==== Data for the task ====

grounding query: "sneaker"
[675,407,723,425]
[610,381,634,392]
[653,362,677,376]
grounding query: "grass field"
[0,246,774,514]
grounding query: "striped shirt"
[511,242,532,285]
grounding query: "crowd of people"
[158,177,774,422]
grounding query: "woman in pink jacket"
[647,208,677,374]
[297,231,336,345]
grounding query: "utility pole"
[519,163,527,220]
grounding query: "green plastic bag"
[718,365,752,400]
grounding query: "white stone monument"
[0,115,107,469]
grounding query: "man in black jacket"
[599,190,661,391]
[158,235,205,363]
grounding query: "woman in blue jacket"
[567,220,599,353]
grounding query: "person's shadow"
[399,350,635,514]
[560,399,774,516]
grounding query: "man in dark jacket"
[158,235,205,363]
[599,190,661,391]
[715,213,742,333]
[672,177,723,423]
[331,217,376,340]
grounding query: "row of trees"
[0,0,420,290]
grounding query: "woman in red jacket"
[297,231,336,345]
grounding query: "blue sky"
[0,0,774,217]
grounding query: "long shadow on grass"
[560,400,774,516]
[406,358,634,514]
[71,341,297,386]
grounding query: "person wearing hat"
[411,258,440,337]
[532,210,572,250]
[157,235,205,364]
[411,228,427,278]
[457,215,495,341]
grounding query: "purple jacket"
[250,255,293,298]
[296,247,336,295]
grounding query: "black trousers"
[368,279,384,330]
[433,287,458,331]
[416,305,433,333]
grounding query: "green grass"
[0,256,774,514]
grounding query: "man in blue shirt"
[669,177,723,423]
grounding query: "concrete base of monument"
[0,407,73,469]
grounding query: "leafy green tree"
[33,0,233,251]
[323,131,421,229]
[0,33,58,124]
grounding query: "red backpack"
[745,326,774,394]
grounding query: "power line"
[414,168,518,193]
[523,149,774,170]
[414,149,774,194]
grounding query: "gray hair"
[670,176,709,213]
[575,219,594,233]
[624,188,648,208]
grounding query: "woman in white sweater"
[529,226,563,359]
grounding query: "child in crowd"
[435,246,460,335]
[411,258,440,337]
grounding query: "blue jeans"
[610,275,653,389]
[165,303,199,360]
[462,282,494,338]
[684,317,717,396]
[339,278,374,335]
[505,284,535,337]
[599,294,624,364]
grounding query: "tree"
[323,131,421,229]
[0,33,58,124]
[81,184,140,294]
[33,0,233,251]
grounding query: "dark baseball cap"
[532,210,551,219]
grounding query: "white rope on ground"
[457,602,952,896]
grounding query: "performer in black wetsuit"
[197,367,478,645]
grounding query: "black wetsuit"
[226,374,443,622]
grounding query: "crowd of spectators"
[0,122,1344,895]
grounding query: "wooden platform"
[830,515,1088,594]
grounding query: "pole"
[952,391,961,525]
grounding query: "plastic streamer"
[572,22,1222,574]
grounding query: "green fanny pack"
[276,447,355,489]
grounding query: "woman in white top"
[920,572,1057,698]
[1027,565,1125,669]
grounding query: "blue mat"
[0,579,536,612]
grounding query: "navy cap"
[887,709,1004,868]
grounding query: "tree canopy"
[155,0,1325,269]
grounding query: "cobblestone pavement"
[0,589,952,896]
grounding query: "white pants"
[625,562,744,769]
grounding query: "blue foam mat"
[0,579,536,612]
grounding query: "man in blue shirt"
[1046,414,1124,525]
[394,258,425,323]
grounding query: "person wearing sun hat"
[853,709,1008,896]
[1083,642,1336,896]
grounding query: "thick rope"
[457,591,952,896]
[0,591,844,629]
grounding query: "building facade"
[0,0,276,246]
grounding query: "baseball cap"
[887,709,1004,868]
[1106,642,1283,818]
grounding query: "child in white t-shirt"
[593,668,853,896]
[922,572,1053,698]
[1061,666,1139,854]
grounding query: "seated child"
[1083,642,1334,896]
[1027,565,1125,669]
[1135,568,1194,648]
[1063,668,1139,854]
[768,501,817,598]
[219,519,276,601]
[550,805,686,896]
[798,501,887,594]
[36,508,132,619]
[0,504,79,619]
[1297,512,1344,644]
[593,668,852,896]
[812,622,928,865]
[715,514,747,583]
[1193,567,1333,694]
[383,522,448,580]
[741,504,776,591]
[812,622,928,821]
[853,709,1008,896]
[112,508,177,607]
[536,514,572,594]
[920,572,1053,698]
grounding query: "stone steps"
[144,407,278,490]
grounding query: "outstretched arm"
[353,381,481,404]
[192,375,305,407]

====

■ Problem ■
Return each line of the entries above that contains the string "woman", matching case exactly.

■ Answer to this problem ■
grounding query: "woman in pink jacket"
grounding query: "woman in blue jacket"
grounding query: "woman in red jacket"
grounding query: "woman in white sweater"
grounding query: "woman in white top"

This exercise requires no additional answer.